WHAT NEEDS TO BE DONE: The records that follow are to be repeated without alteration.
>> Begin MATERIAL PROVIDED
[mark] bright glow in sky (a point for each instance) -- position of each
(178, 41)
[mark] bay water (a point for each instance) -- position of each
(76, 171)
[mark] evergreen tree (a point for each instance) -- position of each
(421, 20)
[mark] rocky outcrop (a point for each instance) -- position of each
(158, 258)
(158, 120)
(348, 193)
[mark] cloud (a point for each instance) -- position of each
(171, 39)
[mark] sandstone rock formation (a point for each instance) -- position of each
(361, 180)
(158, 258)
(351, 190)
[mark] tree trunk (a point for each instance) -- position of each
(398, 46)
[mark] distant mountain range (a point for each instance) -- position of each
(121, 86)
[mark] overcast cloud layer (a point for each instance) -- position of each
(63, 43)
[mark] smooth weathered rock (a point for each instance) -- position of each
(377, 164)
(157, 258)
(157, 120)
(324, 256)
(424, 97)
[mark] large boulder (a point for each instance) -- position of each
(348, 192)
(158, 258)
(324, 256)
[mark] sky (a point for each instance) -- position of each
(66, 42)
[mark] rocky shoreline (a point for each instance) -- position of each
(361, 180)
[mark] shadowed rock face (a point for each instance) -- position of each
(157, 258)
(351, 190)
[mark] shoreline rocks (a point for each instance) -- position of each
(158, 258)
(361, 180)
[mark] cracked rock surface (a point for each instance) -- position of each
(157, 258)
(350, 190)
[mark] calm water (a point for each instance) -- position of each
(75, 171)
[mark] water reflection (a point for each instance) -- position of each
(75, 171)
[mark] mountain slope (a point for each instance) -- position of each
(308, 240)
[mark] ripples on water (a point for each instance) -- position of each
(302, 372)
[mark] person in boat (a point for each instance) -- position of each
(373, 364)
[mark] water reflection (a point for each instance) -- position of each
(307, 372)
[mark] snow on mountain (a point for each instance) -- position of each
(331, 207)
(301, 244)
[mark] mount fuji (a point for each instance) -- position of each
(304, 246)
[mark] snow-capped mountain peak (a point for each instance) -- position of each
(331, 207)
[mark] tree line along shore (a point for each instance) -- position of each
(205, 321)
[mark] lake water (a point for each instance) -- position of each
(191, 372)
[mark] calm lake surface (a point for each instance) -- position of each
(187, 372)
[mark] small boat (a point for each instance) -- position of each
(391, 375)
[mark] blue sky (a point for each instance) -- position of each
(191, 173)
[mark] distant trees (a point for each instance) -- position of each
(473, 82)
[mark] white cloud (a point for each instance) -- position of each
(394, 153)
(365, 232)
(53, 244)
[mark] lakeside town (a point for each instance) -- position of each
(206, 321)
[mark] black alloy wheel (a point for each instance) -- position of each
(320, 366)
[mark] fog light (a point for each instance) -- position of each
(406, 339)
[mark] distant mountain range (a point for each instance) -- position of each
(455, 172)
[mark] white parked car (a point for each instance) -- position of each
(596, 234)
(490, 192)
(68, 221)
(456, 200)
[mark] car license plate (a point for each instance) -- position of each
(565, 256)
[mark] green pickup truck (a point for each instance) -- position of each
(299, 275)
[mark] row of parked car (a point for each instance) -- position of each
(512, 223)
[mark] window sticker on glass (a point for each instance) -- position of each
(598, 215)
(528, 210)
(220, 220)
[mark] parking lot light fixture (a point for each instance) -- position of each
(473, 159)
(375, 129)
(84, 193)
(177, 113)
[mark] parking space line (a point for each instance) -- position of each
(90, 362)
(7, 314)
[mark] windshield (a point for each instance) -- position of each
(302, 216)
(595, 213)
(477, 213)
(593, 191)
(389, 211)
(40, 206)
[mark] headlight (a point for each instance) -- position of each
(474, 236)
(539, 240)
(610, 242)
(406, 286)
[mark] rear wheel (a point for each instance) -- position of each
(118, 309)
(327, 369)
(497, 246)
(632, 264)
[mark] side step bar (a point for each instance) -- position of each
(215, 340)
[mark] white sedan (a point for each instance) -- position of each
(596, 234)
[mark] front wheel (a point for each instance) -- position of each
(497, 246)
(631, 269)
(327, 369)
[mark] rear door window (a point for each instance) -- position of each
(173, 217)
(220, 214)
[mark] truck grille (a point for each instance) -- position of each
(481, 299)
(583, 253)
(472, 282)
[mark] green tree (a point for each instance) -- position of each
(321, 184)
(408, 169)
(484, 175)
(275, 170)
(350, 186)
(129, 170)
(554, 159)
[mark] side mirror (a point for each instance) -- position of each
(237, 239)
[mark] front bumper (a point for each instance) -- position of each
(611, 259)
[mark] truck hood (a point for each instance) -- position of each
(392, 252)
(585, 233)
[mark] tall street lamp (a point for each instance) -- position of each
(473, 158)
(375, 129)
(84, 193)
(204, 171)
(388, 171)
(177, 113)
>> End MATERIAL PROVIDED
ANSWER BELOW:
[mark] bright glow in sky (a point for each instance) -- position of each
(178, 41)
[mark] bay water (a point for each instance) -- position of each
(76, 171)
[mark] evergreen tree (a point for each instance) -- position of each
(421, 20)
[mark] rocky outcrop (a point for each instance) -- position of each
(158, 258)
(158, 120)
(348, 193)
[mark] cloud (a point for each instance) -- position of each
(171, 39)
[mark] sandstone rock formation (a point for each instance) -- position of each
(361, 180)
(158, 258)
(351, 190)
[mark] tree trunk (a point for each instance) -- position of each
(398, 46)
[mark] distant mountain range (a point for each instance) -- position of each
(121, 86)
[mark] overcast cloud layer (a point for each instance) -- position of each
(63, 43)
[mark] smooth weathered rock (a point for each instance) -- position of each
(377, 164)
(157, 258)
(157, 120)
(324, 256)
(424, 97)
[mark] large boulder (a point for each instance) -- position of each
(348, 192)
(158, 258)
(324, 256)
[mark] sky (a point for each instance) -- position of each
(66, 42)
[mark] rocky shoreline (a point for each instance) -- position of each
(361, 180)
[mark] shadowed rock face (a point for each instance) -- position of each
(157, 258)
(351, 190)
[mark] shoreline rocks (a point for each instance) -- position of each
(158, 258)
(361, 180)
[mark] cracked rock surface (a point for each instance) -- position of each
(157, 258)
(350, 190)
[mark] calm water (a point for each instance) -- position of each
(75, 171)
[mark] water reflection (a point for each instance) -- position of each
(75, 171)
[mark] mountain slope (a point for each instance) -- position of each
(308, 240)
[mark] ripples on water (a point for each instance) -- position of each
(302, 372)
[mark] person in boat (a point for each instance) -- position of each
(373, 364)
[mark] water reflection (a point for each instance) -- position of each
(307, 372)
[mark] snow on mountain (a point for each instance) -- position of each
(331, 207)
(301, 244)
[mark] mount fuji (a point for each instance) -- position of each
(304, 246)
[mark] snow-capped mountain peak (a point for each instance) -- position of each
(331, 207)
[mark] tree line along shore (a point for each instance) -- position of each
(205, 321)
[mark] lake water (a point for each instance) -- position of each
(191, 372)
[mark] calm lake surface (a point for each instance) -- position of each
(187, 372)
[mark] small boat (a point for each instance) -- position of each
(391, 375)
[mark] blue sky (a point for each instance) -- position of each
(191, 173)
[mark] distant trees (a point for each instance) -- position of each
(473, 82)
[mark] white cloud (a point for each instance) -- position of each
(394, 153)
(365, 232)
(53, 244)
[mark] lakeside town (a point for each instance) -- position of each
(206, 321)
[mark] black alloy wheel (a point for each instance) -- position of each
(320, 366)
[mark] fog light (a point for each instance) -- position of each
(406, 339)
[mark] distant mountain range (a point for each instance) -- position of each
(455, 172)
[mark] white parked car (a point for each instance) -- position of each
(596, 234)
(490, 192)
(68, 221)
(456, 200)
[mark] car license plate (a point for each instance) -- position of each
(565, 256)
[mark] green pickup truck (a point for each instance) -- position of each
(299, 275)
[mark] row of parked car (a point for each instance) -- position of each
(512, 223)
[mark] window sticker on glass (a point for each instance) -- position of each
(598, 215)
(528, 210)
(220, 220)
[mark] parking lot light fixture (a point for each instance) -- position of each
(473, 159)
(375, 129)
(84, 193)
(177, 113)
[mark] parking space line (a point for each instance) -- position of each
(90, 362)
(7, 314)
[mark] windshield (a point for each instance) -- position of each
(302, 216)
(595, 213)
(477, 213)
(593, 191)
(389, 211)
(40, 206)
[mark] headlight (a point for each instance) -- position of each
(474, 236)
(539, 240)
(610, 242)
(406, 286)
[mark] rear wheel (a point for each instance) -- position of each
(118, 309)
(327, 369)
(497, 246)
(632, 264)
[mark] side step bar (a point for each instance) -- position of each
(215, 340)
[mark] white sedan (a point for each instance) -- position of each
(596, 234)
[mark] front wheel (a point for each instance) -- position of each
(497, 246)
(631, 269)
(327, 369)
[mark] rear door window (a point for each instance) -- position of each
(173, 217)
(220, 214)
[mark] truck grille (a point for each instance) -- position of each
(481, 299)
(583, 253)
(472, 282)
[mark] green tree (a point for each instance) -- position of each
(321, 184)
(408, 169)
(484, 175)
(275, 170)
(350, 186)
(129, 170)
(554, 159)
[mark] side mirror (a point for each instance) -- position of each
(237, 239)
[mark] front bumper (a point for each instance) -- position of each
(611, 259)
[mark] truck hood (a point for each instance) -- position of each
(392, 252)
(585, 233)
[mark] tall street lamp (a point for each instance) -- position of each
(473, 158)
(375, 129)
(84, 193)
(204, 171)
(388, 171)
(177, 113)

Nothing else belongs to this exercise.